>> BEGIN Records provided

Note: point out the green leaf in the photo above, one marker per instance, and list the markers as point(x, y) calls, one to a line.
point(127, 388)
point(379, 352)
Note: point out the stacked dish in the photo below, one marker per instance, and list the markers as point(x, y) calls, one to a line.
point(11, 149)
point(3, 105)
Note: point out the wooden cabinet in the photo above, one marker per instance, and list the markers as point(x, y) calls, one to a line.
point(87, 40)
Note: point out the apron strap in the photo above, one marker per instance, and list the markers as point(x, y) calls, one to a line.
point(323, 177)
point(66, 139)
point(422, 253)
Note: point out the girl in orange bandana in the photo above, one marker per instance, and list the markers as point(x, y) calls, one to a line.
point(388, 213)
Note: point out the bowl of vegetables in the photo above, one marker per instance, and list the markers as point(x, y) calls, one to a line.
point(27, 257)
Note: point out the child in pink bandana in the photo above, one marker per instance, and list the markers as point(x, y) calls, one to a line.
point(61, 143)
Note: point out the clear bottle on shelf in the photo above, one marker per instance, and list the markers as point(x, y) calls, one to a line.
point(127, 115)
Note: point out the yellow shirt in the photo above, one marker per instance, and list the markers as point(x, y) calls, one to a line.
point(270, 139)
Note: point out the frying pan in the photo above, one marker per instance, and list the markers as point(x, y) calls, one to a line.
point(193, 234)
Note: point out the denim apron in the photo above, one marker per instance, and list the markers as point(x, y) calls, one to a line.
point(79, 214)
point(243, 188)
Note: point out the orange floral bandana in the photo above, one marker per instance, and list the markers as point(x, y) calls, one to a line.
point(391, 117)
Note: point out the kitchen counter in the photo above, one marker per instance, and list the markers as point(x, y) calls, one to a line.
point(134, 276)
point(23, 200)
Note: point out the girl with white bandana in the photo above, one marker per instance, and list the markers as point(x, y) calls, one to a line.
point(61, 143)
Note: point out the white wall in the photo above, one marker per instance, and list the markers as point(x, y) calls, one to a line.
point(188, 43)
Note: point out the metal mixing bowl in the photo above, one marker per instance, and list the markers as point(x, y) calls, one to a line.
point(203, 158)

>> END Records provided

### The task
Rewrite every entry above, switching the word "Note" to "Instruction" wherever it occurs and leaving everything else unchanged.

### Result below
Instruction: point out the green leaf in the photo above, one marker per instance, and list the markers as point(x, y) calls, one to a line.
point(127, 388)
point(379, 352)
Instruction: point out the stacked dish in the photo below, one marker per instance, and list the markers as point(x, y) calls, one to a line.
point(11, 149)
point(3, 105)
Instruction: point out the wooden cabinet in the photo above, one marker per instance, and list the markers as point(x, y) calls, one to a line.
point(87, 40)
Instruction: point out the apron strap in the photo above, one marker per instance, and list the markers as point(x, y) calls, one to a line.
point(323, 177)
point(66, 139)
point(422, 253)
Instruction: point out the girl in orange bandana in the photo above, one marker per instance, and list the markers as point(x, y) calls, one to a line.
point(388, 213)
Instruction: point out the bowl of vegetables in the photo above, one marker per instance, and list the markers as point(x, y) calls, one to a line.
point(27, 257)
Instruction: point out the child in pink bandana in the photo above, one marker per instance, and list the markers as point(x, y) calls, one to a line.
point(61, 143)
Instruction: point out the clear bottle on shelf in the photo above, one marker per instance, and list the markers as point(x, y) calls, one to a line.
point(127, 115)
Instruction: point out the yellow shirt in the photo above, one marker per instance, and list the markers as point(x, y) calls, one to a line.
point(270, 139)
Instruction: point out the frying pan in the photo above, one marker per instance, and list the markers as point(x, y) calls, one to a line.
point(193, 234)
Instruction: point out the denim apron in the photo above, one marker per instance, and list the markers as point(x, y) calls, one to a line.
point(79, 214)
point(243, 188)
Instruction: point out the orange floral bandana in the photo above, one marker per instance, and list the markers as point(x, y) calls, one to a line.
point(391, 117)
Instruction: point out the kitchen counter in the photo above, one marker per instance, and list the markers as point(x, y) calls, one to a line.
point(134, 276)
point(23, 200)
Instruction: point out the girl with white bandana in the photo above, one marker per instance, and list the markers as point(x, y) calls, one to a line.
point(61, 143)
Instruction: point out the white wall in the photo above, one marker per instance, and list the markers as point(x, y) calls, one to a line.
point(188, 43)
Instruction: point out the metal mixing bowl in the photo above, one marker per instance, and list the markers as point(x, y) calls, one to a line.
point(203, 158)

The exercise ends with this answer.